╭─ Trecho fornecido
O posicionamento do governo brasileiro na Guerra das Malvinas (1982)
por: Rafael Macedo da Rocha Santos *
O principal objetivo deste artigo é demonstrar como o apoio do Brasil aos direitos argentinos durante a crise das ilhas Malvinas contribuiu decisivamente para consolidar uma aproximação permanente entre as duas nações, fortalecendo a formação de alianças regionais e ampliação da cooperação sul-sul ao longo dos anos 80.
1 – A crise da dívida externa e o esfacelamento do sistema interamericano:
A guerra das Malvinas pode ser considerada como a reprodução, no plano militar, do crescente choque de interesses entre as nações subdesenvolvidas do sul e as grandes potências desenvolvidas do norte no início dos anos 80. O conflito entre Argentina e Grã-Bretanha expôs uma nova correlação nas tradicionais forças geopolíticas, decorrentes de uma crescente instabilidade e incertezas nos campos políticos e econômicos internacionais.
A guerra das Malvinas demonstrou como a política nociva dos Estados Unidos, sob o governo do ortodoxo Ronald Reagan, contribuiu para incrementar ainda mais as relações entre os países do continente nos anos 80. Diversos autores relacionam a guerra das Malvinas à percepção de um perfil próprio e à aspiração por autonomia ideológica e política da América Latina frente aos alinhamentos automáticos com os Estados Unidos.
A guerra das Malvinas introduziu um complicador inesperado para os planos da administração Reagan: seu esforço em reativar a guerra fria e seus mecanismos de defesa coletivos típicos como o TIAR, no caso da defesa interamericana, esbarrava no seu posicionamento pró-Grã Bretanha no conflito, ou seja, os Estados Unidos estavam claramente atuando a favor de uma potência extracontinental (AYERBE, 2002: p.209).
A crise do capitalismo no final dos anos 70, decorrência dos sucessivos aumentos nos preços do petróleo e das grandes taxas de juros cobradas pelos países ricos, prejudicava a capacidade de pagamento da dívida externa pelas nações emergentes como Argentina e Brasil. As economias latino-americanas promoveram um ajuste recessivo em suas contas externas para pagar os encargos de suas crescentes dívidas externas.
A crise da hegemonia norte-americana obrigou as nações dependentes do continente a buscarem outras oportunidades de inserção nas relações internacionais dos anos 80. A redefinição da idéia de alinhamento automático provinha do esgotamento do modelo político autoritário e dos excessos do “desenvolvimentismo” promovido pelos militares no continente nas décadas anteriores.
╰─
╭─ Material extraído
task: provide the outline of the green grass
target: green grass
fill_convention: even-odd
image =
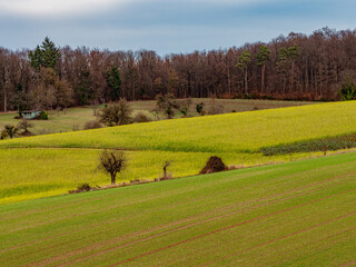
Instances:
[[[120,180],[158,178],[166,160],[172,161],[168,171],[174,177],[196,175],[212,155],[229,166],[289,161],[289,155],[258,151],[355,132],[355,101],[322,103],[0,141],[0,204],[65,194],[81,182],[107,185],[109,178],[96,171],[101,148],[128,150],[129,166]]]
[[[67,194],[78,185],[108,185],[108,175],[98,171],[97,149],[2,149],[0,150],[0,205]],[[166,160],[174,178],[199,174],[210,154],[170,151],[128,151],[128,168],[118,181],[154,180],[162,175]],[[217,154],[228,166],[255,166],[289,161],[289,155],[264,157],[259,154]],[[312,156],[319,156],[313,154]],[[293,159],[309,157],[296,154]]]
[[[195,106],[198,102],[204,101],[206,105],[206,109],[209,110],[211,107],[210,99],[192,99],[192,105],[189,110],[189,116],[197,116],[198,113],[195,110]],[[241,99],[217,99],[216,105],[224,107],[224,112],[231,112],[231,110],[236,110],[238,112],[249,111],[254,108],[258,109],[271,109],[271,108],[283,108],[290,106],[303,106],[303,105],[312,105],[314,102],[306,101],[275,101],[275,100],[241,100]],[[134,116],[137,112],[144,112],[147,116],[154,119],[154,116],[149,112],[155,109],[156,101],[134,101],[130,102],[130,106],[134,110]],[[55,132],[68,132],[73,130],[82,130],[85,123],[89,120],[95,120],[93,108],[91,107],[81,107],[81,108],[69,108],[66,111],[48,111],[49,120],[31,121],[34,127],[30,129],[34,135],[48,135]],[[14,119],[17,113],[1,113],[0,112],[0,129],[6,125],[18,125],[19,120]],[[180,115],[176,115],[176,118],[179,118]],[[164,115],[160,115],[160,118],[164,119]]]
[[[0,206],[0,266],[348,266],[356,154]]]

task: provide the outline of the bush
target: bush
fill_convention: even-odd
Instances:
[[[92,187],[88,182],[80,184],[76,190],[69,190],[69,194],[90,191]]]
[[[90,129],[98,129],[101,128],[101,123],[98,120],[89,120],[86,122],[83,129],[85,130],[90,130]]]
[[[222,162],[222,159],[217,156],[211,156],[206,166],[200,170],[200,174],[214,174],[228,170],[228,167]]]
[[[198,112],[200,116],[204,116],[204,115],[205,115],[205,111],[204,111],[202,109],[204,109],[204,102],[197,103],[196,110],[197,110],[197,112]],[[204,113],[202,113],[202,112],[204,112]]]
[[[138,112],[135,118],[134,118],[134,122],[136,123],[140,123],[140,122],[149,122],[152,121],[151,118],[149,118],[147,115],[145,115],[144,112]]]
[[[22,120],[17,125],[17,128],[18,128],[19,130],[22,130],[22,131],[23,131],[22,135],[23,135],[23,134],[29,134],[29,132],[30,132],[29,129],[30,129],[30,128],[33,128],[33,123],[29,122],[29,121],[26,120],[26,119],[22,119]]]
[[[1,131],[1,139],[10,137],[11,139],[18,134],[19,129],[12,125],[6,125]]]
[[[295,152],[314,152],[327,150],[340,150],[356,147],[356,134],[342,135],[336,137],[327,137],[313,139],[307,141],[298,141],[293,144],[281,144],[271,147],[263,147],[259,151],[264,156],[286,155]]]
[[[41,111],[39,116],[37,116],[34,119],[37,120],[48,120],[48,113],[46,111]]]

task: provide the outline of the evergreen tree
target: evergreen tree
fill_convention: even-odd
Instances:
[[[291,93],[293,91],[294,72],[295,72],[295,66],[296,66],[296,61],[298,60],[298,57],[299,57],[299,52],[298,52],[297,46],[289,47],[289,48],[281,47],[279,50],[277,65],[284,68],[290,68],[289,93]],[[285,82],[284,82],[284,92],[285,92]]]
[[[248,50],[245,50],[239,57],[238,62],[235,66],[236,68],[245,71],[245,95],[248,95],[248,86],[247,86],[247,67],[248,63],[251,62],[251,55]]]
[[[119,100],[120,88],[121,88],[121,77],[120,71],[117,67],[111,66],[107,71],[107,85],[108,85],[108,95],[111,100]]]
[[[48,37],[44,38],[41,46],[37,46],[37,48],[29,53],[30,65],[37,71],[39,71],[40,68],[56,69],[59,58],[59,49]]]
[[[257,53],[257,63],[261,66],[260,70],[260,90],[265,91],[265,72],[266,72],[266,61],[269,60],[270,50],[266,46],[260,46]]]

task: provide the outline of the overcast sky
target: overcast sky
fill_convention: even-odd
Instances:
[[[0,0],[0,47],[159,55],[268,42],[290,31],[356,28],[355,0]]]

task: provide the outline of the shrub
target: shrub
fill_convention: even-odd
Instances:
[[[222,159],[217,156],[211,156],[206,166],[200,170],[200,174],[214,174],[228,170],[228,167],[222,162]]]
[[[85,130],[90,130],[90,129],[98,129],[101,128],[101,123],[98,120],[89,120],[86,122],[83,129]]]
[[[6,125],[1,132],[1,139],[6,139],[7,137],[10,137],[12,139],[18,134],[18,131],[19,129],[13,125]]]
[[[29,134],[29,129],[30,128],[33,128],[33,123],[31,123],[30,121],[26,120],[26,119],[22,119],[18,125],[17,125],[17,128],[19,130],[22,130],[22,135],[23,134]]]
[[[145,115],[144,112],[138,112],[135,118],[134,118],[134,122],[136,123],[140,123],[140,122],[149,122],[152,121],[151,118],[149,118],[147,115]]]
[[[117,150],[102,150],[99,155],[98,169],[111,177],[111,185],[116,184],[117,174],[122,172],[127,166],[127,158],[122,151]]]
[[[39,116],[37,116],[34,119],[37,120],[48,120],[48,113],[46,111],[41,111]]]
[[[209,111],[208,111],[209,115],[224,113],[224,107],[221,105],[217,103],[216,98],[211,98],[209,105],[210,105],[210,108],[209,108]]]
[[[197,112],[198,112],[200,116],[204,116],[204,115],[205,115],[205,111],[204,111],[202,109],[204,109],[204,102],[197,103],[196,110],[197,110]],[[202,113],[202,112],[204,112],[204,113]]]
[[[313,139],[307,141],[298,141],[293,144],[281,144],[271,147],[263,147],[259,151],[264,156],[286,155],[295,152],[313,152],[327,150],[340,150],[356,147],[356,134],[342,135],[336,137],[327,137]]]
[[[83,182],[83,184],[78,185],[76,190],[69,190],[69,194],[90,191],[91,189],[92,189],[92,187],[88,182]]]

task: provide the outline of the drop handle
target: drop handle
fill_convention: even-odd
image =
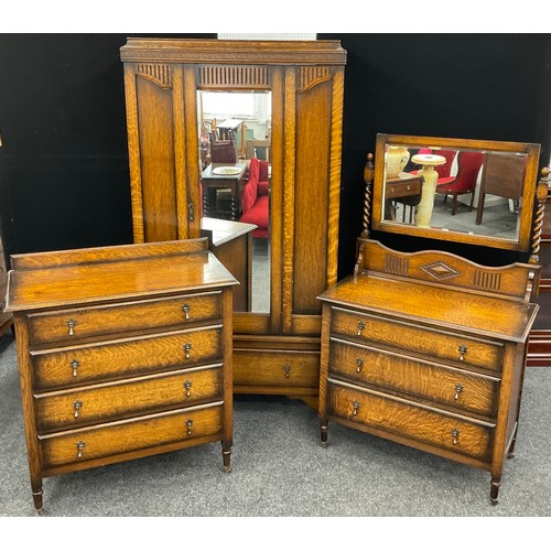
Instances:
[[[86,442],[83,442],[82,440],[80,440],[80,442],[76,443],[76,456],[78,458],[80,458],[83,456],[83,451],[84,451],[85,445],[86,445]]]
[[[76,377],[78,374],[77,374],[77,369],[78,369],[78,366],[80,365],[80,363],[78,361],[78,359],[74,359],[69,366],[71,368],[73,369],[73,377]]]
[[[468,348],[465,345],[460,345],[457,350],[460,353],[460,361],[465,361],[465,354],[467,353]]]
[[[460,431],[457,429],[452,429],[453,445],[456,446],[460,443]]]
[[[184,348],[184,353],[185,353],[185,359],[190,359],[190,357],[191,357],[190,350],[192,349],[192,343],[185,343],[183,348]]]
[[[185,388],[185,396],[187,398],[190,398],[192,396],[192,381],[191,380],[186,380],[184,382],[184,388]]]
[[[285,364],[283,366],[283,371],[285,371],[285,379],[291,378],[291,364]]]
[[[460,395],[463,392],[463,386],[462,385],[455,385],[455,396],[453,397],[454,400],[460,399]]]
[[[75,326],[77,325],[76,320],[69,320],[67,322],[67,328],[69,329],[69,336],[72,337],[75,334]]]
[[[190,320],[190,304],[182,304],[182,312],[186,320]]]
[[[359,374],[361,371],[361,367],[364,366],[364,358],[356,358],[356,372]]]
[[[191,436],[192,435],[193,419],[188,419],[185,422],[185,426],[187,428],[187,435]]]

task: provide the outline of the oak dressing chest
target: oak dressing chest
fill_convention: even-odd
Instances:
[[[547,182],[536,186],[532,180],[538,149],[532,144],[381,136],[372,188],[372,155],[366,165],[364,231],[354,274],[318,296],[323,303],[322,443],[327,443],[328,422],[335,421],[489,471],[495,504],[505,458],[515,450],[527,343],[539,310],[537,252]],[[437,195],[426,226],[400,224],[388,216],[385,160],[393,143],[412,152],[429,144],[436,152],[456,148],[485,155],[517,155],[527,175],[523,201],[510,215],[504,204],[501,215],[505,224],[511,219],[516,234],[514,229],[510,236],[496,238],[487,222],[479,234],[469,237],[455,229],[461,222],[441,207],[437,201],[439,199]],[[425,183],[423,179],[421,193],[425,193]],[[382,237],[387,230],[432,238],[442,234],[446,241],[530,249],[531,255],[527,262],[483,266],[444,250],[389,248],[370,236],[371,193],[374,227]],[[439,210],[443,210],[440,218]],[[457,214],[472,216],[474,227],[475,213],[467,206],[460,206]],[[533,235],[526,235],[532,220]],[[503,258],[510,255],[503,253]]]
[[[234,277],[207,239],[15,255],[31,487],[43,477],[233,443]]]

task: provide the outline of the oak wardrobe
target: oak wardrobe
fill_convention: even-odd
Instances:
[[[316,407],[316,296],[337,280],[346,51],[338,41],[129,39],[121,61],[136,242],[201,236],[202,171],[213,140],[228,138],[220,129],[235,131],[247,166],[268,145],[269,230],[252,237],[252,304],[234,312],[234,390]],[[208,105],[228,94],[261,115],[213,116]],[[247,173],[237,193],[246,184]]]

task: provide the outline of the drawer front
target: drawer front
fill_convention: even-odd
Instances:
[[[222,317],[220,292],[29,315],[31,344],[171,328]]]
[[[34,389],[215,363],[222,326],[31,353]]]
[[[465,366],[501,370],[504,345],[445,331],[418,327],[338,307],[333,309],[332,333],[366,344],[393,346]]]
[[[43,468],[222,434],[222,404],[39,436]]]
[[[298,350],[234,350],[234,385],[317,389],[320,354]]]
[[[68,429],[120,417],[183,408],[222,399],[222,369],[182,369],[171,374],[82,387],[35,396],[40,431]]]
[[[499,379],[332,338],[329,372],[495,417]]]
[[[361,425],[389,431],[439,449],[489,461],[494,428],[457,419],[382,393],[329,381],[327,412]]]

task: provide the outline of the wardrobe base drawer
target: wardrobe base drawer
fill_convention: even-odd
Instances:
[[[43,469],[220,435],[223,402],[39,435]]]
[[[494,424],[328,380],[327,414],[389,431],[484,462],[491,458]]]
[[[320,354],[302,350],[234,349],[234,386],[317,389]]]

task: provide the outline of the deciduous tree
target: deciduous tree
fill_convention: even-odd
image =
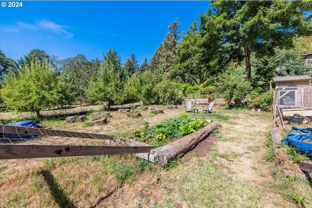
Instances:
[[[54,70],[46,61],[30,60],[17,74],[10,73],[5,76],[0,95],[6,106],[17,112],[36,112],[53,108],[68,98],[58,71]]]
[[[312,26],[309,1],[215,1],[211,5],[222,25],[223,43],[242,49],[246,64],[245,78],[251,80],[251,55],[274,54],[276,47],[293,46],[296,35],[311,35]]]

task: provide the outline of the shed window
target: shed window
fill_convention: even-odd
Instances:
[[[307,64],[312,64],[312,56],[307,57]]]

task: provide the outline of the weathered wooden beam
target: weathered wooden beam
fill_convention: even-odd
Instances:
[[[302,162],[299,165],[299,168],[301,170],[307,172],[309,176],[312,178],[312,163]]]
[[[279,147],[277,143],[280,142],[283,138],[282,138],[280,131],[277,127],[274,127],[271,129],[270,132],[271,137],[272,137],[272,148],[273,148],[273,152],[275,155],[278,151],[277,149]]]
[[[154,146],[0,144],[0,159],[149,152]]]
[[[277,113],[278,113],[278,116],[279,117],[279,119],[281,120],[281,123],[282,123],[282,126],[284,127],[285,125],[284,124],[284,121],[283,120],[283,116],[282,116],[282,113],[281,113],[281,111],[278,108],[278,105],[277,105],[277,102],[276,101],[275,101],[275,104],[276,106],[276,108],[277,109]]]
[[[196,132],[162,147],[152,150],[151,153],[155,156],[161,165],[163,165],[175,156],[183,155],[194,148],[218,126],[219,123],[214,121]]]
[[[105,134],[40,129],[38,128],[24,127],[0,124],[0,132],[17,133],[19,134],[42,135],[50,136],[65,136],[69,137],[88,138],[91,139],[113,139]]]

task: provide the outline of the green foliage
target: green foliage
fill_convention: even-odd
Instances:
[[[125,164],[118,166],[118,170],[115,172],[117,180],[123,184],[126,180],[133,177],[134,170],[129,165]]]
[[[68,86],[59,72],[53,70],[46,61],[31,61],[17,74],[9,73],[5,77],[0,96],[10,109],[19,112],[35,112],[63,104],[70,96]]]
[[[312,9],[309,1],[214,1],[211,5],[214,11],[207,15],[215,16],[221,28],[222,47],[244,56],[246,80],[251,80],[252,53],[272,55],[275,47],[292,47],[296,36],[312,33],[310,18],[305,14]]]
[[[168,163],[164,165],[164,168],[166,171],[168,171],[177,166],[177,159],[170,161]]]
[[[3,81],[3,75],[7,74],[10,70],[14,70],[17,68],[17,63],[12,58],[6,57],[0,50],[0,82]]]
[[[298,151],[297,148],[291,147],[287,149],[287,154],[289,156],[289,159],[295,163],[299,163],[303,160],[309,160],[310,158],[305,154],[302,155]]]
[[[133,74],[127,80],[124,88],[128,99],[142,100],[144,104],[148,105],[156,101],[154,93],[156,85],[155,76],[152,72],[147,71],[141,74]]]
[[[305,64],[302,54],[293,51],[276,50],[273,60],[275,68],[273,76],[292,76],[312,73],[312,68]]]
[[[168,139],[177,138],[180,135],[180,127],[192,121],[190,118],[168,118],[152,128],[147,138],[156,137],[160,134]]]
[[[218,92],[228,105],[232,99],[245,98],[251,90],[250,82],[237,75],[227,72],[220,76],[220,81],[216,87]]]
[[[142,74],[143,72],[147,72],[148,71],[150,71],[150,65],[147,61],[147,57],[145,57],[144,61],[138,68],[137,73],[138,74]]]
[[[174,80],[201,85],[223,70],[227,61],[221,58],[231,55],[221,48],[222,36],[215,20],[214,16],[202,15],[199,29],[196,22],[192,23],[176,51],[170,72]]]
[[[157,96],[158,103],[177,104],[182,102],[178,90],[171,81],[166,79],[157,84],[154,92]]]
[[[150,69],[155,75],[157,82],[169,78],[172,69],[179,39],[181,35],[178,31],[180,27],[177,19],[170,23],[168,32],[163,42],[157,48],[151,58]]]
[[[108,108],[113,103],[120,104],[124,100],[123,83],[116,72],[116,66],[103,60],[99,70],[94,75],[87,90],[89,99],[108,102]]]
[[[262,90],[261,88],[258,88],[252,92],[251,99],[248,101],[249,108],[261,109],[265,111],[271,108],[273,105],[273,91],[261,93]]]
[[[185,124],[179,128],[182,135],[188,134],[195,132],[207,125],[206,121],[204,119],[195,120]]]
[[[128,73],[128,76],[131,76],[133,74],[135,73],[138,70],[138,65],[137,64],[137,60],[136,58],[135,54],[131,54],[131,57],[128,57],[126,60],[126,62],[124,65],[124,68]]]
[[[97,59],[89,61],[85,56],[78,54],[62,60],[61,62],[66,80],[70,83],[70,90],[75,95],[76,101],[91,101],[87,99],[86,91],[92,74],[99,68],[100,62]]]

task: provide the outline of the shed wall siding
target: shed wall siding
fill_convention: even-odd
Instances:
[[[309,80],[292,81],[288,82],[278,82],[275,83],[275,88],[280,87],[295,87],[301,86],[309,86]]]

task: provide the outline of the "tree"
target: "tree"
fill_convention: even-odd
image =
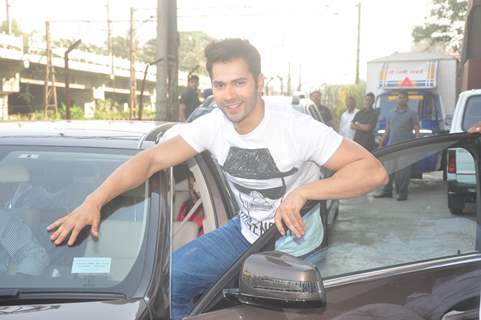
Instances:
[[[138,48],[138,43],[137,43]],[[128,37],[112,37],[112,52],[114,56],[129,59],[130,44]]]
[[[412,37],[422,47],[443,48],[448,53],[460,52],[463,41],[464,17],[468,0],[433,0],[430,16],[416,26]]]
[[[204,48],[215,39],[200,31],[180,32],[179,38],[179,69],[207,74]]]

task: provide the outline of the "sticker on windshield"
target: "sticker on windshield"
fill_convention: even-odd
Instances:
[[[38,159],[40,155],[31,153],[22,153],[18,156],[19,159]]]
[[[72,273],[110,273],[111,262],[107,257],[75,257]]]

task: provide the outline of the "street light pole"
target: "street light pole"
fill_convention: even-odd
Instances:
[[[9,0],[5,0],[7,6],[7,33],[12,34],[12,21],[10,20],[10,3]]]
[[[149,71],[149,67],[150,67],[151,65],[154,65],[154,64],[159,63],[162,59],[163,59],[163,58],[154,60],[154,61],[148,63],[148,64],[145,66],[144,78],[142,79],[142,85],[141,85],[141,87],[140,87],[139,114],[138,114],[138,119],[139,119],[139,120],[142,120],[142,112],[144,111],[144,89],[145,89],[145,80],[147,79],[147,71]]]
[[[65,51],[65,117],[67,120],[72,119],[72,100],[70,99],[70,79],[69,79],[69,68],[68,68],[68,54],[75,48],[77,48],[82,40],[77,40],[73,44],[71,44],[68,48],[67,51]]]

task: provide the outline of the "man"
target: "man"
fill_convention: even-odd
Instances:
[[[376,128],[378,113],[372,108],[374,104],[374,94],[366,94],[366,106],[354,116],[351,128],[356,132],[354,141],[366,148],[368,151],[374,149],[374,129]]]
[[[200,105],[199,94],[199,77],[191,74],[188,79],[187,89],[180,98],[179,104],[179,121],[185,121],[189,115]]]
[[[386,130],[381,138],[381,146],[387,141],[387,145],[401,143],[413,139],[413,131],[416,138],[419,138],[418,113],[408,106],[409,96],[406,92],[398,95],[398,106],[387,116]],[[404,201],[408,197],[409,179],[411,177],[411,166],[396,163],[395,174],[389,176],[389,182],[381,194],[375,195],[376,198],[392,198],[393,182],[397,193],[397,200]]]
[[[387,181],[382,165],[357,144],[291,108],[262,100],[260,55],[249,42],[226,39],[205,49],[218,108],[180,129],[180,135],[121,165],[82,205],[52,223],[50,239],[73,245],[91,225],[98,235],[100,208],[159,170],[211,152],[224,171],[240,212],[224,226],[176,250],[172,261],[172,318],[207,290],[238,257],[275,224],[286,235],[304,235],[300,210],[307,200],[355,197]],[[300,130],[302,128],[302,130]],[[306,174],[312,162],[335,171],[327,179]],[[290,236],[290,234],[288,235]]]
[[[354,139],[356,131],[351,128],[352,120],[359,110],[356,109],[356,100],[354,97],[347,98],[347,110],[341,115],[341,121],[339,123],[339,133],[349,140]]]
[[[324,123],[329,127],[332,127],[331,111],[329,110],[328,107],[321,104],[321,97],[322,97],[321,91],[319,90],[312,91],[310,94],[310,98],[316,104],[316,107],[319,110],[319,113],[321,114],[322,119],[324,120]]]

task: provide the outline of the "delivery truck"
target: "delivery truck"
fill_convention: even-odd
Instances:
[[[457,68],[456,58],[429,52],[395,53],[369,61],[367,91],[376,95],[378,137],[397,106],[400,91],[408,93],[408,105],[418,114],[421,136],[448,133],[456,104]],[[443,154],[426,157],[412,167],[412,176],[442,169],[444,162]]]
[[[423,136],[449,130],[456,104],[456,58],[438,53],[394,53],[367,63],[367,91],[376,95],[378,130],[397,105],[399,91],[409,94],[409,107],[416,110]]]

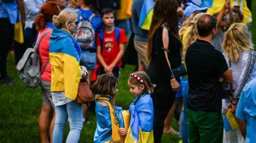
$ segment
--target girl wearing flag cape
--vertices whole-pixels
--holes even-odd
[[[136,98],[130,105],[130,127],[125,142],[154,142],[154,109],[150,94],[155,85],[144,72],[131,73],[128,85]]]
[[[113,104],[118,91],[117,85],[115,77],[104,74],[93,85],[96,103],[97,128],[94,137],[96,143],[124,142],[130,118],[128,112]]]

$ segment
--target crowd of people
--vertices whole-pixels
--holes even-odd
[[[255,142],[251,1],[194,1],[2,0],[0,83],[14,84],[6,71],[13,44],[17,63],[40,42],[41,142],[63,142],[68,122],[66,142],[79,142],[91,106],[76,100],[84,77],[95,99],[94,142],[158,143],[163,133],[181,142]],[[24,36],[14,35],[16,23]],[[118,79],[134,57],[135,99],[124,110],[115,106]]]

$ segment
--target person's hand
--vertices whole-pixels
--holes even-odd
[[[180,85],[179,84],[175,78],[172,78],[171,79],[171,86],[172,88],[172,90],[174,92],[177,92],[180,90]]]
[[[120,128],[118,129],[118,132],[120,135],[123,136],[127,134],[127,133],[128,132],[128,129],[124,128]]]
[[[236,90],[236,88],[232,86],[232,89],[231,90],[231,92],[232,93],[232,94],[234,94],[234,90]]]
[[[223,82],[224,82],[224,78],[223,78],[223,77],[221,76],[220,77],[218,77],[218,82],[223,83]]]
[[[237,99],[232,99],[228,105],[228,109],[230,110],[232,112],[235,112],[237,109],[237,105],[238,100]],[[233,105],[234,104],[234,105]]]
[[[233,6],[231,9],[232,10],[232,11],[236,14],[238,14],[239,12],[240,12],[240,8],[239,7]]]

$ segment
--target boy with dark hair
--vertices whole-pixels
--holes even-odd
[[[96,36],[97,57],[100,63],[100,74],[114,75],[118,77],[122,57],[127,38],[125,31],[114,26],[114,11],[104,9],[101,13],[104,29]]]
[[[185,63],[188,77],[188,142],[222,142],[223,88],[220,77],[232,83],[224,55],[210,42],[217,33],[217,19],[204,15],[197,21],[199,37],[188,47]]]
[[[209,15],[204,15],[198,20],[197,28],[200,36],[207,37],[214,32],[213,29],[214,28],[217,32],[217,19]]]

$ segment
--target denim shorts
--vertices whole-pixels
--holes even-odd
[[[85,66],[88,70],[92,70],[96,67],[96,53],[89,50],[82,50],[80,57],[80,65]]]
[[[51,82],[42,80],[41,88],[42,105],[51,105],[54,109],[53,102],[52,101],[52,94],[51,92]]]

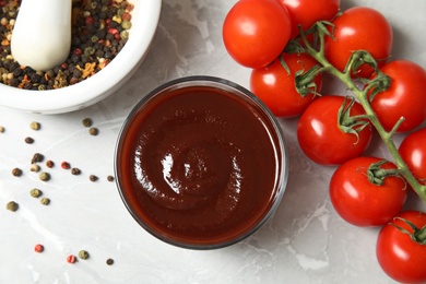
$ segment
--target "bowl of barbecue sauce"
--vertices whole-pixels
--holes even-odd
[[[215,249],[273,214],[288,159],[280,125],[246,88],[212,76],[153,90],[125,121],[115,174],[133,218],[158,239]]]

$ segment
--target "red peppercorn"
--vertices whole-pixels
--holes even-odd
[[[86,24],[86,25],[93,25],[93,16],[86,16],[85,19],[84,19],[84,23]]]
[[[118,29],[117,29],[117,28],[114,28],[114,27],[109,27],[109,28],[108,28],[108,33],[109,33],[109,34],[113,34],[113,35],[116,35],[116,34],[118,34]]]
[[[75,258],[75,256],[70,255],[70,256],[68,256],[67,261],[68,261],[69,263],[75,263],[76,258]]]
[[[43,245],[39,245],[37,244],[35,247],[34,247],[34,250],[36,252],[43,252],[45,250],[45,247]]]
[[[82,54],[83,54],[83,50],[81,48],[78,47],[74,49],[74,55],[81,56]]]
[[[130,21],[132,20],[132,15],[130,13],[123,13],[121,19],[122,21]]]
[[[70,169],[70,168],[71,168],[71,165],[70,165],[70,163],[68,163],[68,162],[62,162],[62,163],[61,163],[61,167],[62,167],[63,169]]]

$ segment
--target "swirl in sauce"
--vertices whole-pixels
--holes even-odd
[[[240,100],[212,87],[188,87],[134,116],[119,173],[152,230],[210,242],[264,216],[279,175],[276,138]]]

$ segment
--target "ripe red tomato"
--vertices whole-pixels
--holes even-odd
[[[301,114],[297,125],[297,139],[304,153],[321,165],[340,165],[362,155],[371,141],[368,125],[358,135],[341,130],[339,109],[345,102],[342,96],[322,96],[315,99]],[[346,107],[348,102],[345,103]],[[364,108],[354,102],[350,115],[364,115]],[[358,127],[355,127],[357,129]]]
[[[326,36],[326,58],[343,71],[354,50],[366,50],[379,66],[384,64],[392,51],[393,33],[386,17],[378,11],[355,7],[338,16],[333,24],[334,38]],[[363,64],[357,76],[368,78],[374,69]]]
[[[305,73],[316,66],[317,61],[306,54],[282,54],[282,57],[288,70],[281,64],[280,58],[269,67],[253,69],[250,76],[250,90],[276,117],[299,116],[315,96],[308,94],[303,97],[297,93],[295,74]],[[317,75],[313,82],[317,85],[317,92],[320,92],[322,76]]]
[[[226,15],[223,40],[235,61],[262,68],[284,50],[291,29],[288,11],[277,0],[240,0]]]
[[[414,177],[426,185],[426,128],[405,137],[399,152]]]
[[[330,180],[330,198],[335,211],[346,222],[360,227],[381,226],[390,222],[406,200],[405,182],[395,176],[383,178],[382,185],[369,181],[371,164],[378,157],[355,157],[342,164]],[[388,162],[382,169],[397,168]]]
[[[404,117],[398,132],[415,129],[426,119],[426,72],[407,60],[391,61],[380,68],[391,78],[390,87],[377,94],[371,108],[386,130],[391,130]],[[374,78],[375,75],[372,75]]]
╰─
Trabalho a fazer —
a: Segundo o texto sobre a Guerra das Malvinas, por que o conflito complicou os planos do governo Reagan? Responda em uma a três frases.
b: Responda a estas perguntas sobre o texto sobre a Guerra das Malvinas:
(i) Quais dois países se enfrentaram no conflito?
(ii) Que fatores causaram a crise do capitalismo no final dos anos 70?
(iii) De onde provinha a redefinição da ideia de alinhamento automático?
c: Estenda o texto sobre a Guerra das Malvinas a partir do ponto em que ele termina.
A listagem não tem relação com o texto sobre a Guerra das Malvinas.

As respostas —
a: O esforço de Reagan para reativar a Guerra Fria e mecanismos de defesa coletiva como o TIAR esbarrava em seu apoio à Grã-Bretanha no conflito. Dessa forma, os Estados Unidos atuavam claramente a favor de uma potência extracontinental.

b:
(i) Argentina e Grã-Bretanha.
(ii) Os sucessivos aumentos nos preços do petróleo e as grandes taxas de juros cobradas pelos países ricos.
(iii) Do esgotamento do modelo político autoritário e dos excessos do "desenvolvimentismo" promovido pelos militares no continente nas décadas anteriores.

c:
A mudança de postura das nações latino-americanas no que diz respeito ao fortalecimento das alianças sul-sul provém do enfraquecimento das premissas ideológicas contidas no contraponto leste-oeste oriundo da guerra fria. Nesse sentido, a guerra das Malvinas representou um momento de transição entre a ordem mundial polarizada e a ordem neoliberal oriunda do esfacelamento do “Estado do Bem Estar Social”.
A crise da dívida externa abriu para os países latino-americanos a possibilidade de novas parcerias políticas e econômicas que superassem a influência do dólar valorizado em suas contas externas. Com os mercados do norte “fechados” para as exportações do continente, os países latino-americanos trataram de buscar divisas dentro da própria América Latina para que pudessem fazer frente às necessidades da dívida.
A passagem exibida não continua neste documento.